■ **Objective**
Exclude the pictures and reproduce the remaining data exactly as written.

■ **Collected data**
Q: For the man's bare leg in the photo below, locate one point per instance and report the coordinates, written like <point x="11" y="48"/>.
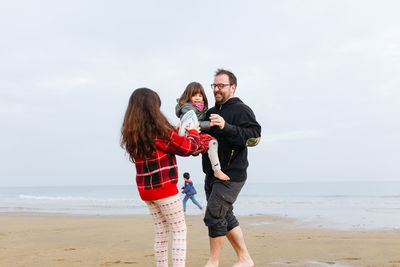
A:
<point x="235" y="237"/>
<point x="216" y="245"/>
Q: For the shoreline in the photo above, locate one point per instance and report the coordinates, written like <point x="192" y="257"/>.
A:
<point x="31" y="239"/>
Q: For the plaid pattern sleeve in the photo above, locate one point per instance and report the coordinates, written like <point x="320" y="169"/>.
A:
<point x="157" y="176"/>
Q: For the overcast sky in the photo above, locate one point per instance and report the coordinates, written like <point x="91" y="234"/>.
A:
<point x="321" y="76"/>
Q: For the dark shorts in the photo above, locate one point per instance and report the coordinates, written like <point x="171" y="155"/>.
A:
<point x="219" y="216"/>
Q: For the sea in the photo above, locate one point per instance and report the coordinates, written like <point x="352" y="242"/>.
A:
<point x="338" y="205"/>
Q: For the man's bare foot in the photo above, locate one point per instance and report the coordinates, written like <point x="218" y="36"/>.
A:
<point x="211" y="264"/>
<point x="244" y="263"/>
<point x="221" y="175"/>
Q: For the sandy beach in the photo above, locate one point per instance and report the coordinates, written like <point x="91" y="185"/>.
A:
<point x="69" y="240"/>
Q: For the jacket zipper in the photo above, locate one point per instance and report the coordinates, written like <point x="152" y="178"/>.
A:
<point x="230" y="158"/>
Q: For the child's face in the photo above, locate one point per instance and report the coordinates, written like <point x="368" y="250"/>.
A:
<point x="197" y="99"/>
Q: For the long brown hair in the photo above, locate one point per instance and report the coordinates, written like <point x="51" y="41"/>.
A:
<point x="143" y="122"/>
<point x="192" y="89"/>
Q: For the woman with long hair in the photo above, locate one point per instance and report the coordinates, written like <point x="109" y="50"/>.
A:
<point x="152" y="143"/>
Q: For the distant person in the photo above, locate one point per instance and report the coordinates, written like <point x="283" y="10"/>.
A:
<point x="152" y="144"/>
<point x="194" y="99"/>
<point x="235" y="127"/>
<point x="189" y="191"/>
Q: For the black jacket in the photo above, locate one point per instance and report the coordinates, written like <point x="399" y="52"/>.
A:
<point x="240" y="126"/>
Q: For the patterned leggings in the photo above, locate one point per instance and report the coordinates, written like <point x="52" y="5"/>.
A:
<point x="168" y="215"/>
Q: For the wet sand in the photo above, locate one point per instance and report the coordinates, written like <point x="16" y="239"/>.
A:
<point x="69" y="240"/>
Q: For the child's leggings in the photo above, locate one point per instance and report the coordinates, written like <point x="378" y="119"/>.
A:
<point x="168" y="216"/>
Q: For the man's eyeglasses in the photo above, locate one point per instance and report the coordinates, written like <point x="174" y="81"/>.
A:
<point x="219" y="85"/>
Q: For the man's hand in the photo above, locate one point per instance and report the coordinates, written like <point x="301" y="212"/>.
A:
<point x="217" y="120"/>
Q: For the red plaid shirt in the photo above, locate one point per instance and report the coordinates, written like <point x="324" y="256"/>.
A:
<point x="157" y="177"/>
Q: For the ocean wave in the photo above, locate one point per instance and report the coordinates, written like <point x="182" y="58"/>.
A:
<point x="76" y="198"/>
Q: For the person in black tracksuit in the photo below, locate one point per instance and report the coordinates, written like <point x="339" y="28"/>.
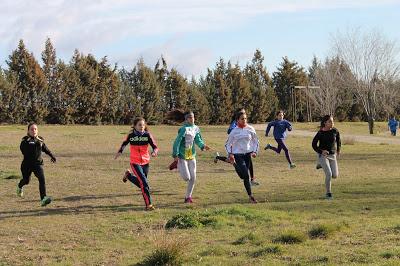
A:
<point x="327" y="145"/>
<point x="31" y="147"/>
<point x="139" y="139"/>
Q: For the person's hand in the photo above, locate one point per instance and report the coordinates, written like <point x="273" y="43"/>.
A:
<point x="232" y="158"/>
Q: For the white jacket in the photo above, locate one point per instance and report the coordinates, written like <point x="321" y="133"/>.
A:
<point x="242" y="140"/>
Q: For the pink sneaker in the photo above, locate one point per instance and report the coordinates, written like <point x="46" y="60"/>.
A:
<point x="188" y="200"/>
<point x="252" y="200"/>
<point x="173" y="165"/>
<point x="125" y="177"/>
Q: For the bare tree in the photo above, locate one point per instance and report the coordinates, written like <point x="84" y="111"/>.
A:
<point x="372" y="60"/>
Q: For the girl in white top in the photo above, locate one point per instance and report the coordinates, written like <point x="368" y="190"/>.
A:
<point x="242" y="144"/>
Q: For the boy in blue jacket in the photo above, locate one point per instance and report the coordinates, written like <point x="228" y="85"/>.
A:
<point x="280" y="126"/>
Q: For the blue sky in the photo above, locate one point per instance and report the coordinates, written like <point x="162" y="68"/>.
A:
<point x="191" y="35"/>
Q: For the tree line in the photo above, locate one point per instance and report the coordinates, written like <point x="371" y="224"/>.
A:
<point x="90" y="91"/>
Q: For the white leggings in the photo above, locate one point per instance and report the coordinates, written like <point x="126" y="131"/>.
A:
<point x="329" y="164"/>
<point x="187" y="169"/>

■ **Answer in full**
Q: For the man's bare leg in the photo below, locate one point per instance and report the coordinates, written like <point x="11" y="48"/>.
A:
<point x="235" y="237"/>
<point x="216" y="245"/>
Q: For the shoreline in the photo above, locate one point per instance and report the coordinates, written like <point x="192" y="257"/>.
A:
<point x="31" y="239"/>
Q: For the plaid pattern sleeve in the photo above, locate one point per instance and report the coordinates, written like <point x="320" y="169"/>.
A:
<point x="157" y="176"/>
Q: For the overcast sky in the photo above, locate one point per instance and report the coordinates, written like <point x="91" y="234"/>.
A:
<point x="321" y="76"/>
Q: For the dark shorts in the photo above, locate one point per instance and report the coordinates, written like <point x="171" y="155"/>.
A:
<point x="219" y="216"/>
Q: For the sea in the photo above, locate one point per instance and report the coordinates, written like <point x="352" y="242"/>.
A:
<point x="338" y="205"/>
Q: For the man's bare foot in the photo above, locate one point per instance and report the coordinates, written like <point x="218" y="36"/>.
A:
<point x="211" y="264"/>
<point x="244" y="263"/>
<point x="221" y="175"/>
Q: For the sandy beach in the photo above, locate one point per instance and report the coordinates, written like <point x="91" y="185"/>.
A:
<point x="69" y="240"/>
Q: For the jacket zipper in the photo above, locate one point per instance and report the coordinates, written like <point x="152" y="178"/>.
A:
<point x="230" y="158"/>
Q: For the child's face in the photo above, locate one point per instance and report the coordinates, written like <point x="368" y="250"/>.
A:
<point x="197" y="99"/>
Q: For the long brown hair in the photo above, locate one point per instance and report the coordinates, written like <point x="51" y="41"/>.
A:
<point x="143" y="122"/>
<point x="192" y="89"/>
Q: For the woman with long hair in the photo above, locate one point per instance and report the coordinates, written like <point x="109" y="50"/>.
A:
<point x="152" y="143"/>
Q: For the distant person in the photo above, locate one point per instance and report the coordinates, written like <point x="283" y="10"/>.
A:
<point x="152" y="144"/>
<point x="194" y="99"/>
<point x="235" y="127"/>
<point x="189" y="191"/>
Q: For the black jacket in the photo above, locate one point per instance and report the coordinates, written like <point x="399" y="52"/>.
A:
<point x="240" y="126"/>
Q: For the patterned leggings in the photo above, locate one point per instance and report the coordinates, written like <point x="52" y="5"/>.
A:
<point x="168" y="215"/>
Q: For the wet sand in the photo above, locate one point per instance and report the coordinates, written like <point x="16" y="239"/>.
A:
<point x="69" y="240"/>
Q: For the child's leggings in the photo above, locate one point per instance and report the coordinates, written like <point x="378" y="119"/>.
A:
<point x="168" y="216"/>
Q: For the man's eyeglasses in the photo above, locate one point per instance and report the coordinates, written like <point x="174" y="81"/>.
A:
<point x="219" y="85"/>
Q: For the man's hand in the photo above, locate one point per instance and report the coordinates, written like <point x="301" y="212"/>.
A:
<point x="217" y="120"/>
Q: For the red plaid shirt in the photo above, locate one point per instance and report the coordinates, written like <point x="324" y="256"/>.
A:
<point x="157" y="177"/>
Q: For the ocean wave in the photo above, locate one point per instance and report the coordinates, written like <point x="182" y="58"/>.
A:
<point x="76" y="198"/>
Q: For the person in black tracksuit in the photo below, locate one point per instance and report the coordinates, written like <point x="339" y="28"/>.
A:
<point x="327" y="145"/>
<point x="31" y="147"/>
<point x="139" y="139"/>
Q: For the person's hand in the photo above, locate one point per instance and report the coordinates, written like <point x="273" y="43"/>.
A:
<point x="232" y="158"/>
Q: For the white jacket in the photo above, locate one point per instance and report the coordinates, written like <point x="321" y="133"/>.
A:
<point x="242" y="140"/>
Q: For the pink sneaker in the photo above, locate one point per instance and report the coordinates, written like <point x="46" y="60"/>.
A:
<point x="188" y="200"/>
<point x="252" y="200"/>
<point x="173" y="165"/>
<point x="125" y="177"/>
Q: For the bare tree in the photo above, locate one point per instance and report the coordinates, written like <point x="84" y="111"/>.
A:
<point x="372" y="60"/>
Q: For the girl in white top in the photo above, locate one point per instance and report the coordinates, written like <point x="368" y="190"/>.
A:
<point x="242" y="144"/>
Q: For the boy in blue jacket in the photo above, locate one point per instance and report the coordinates, written like <point x="228" y="85"/>.
A:
<point x="280" y="126"/>
Q: For the blue sky in the photo above, locate one point per instance and report the coordinates, written like <point x="162" y="68"/>.
A:
<point x="191" y="35"/>
Q: For the tree line in the photo above, locate one point per instance and report the coordinates, written like <point x="371" y="224"/>.
A:
<point x="90" y="91"/>
Q: For the white leggings in the photo above, locate one point per instance and report the coordinates, written like <point x="126" y="131"/>.
A:
<point x="329" y="164"/>
<point x="187" y="169"/>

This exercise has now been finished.